◆ Excerpt provided:
Longfleet is a small district of Poole, Dorset centred on Longfleet Road.  It is situated directly north of the town centre and lies to the east of Oakdale and to the south and west of Parkstone.

History
The area of Longfleet was originally part of the Manor of Canford and mentioned in the Pipe Rolls of 1230.  It became a parish of its own right in 1833.  Longfleet is also the site of the Tatnam Well which used to provide water for the town of Poole.

In the early 1870s, Longfleet was "a tything and a chapelry in Canford Magna parish [about] 1 mile NNE of Poole town and r. station; and includes part of the town and of the harbour..." It covered an area of 1,458 acres, 285 of which were water. Poole Workhouse was located in the tything, housing 102 inmates in 1861. There was also a manor owned by Sir J. B. Guest, Bart.  There is a national school.

Originally consecrated in 1833, the Church of Longfleet St Mary (CofE) was built chiefly at the expense of Lord de Mauley and designed by Edward Blore. In the 1870s, the chapelry, which was more extensive than the tything, had a population of 1,598 and 317 houses. The living was (and still is) a vicarage in the diocese of Salisbury. Its patron then was Sir J. B. Guest. The prominent spire was added in 1884 and additional building work carried out in 1915. In 1995 the church was designated as a Grade II listed building.

Population 
In 1851, Longfleet had a population of 1,287. In 1861, it had grown to 1,417 and there were 288 houses.

Today
The vast majority of land use is for private residential dwellings, the majority being Victorian and Edwardian era terraces.  However the NHS hospital Poole General covers a vast area of the district, with the main site located on the east side of Longfleet Road and the maternity unit is situated on St Mary's Road, which runs north-easterly from Longfleet Road.  The site of the maternity unit and the adjacent private hospital was once the site of a workhouse built in 1839.  It was used eventually as a wing of the maternity hospital, but was demolished in 1979.

◆ What you will do:
Retype the text about Longfleet word for word, in full.

◆ Data block:
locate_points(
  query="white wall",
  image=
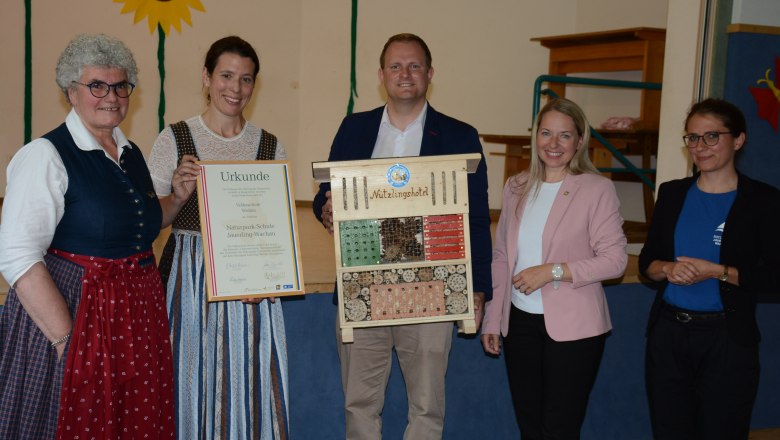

◆ Task output:
Longfleet is a small district of Poole, Dorset centred on Longfleet Road.  It is situated directly north of the town centre and lies to the east of Oakdale and to the south and west of Parkstone.

History
The area of Longfleet was originally part of the Manor of Canford and mentioned in the Pipe Rolls of 1230.  It became a parish of its own right in 1833.  Longfleet is also the site of the Tatnam Well which used to provide water for the town of Poole.

In the early 1870s, Longfleet was "a tything and a chapelry in Canford Magna parish [about] 1 mile NNE of Poole town and r. station; and includes part of the town and of the harbour..." It covered an area of 1,458 acres, 285 of which were water. Poole Workhouse was located in the tything, housing 102 inmates in 1861. There was also a manor owned by Sir J. B. Guest, Bart.  There is a national school.

Originally consecrated in 1833, the Church of Longfleet St Mary (CofE) was built chiefly at the expense of Lord de Mauley and designed by Edward Blore. In the 1870s, the chapelry, which was more extensive than the tything, had a population of 1,598 and 317 houses. The living was (and still is) a vicarage in the diocese of Salisbury. Its patron then was Sir J. B. Guest. The prominent spire was added in 1884 and additional building work carried out in 1915. In 1995 the church was designated as a Grade II listed building.

Population 
In 1851, Longfleet had a population of 1,287. In 1861, it had grown to 1,417 and there were 288 houses.

Today
The vast majority of land use is for private residential dwellings, the majority being Victorian and Edwardian era terraces.  However the NHS hospital Poole General covers a vast area of the district, with the main site located on the east side of Longfleet Road and the maternity unit is situated on St Mary's Road, which runs north-easterly from Longfleet Road.  The site of the maternity unit and the adjacent private hospital was once the site of a workhouse built in 1839.  It was used eventually as a wing of the maternity hospital, but was demolished in 1979.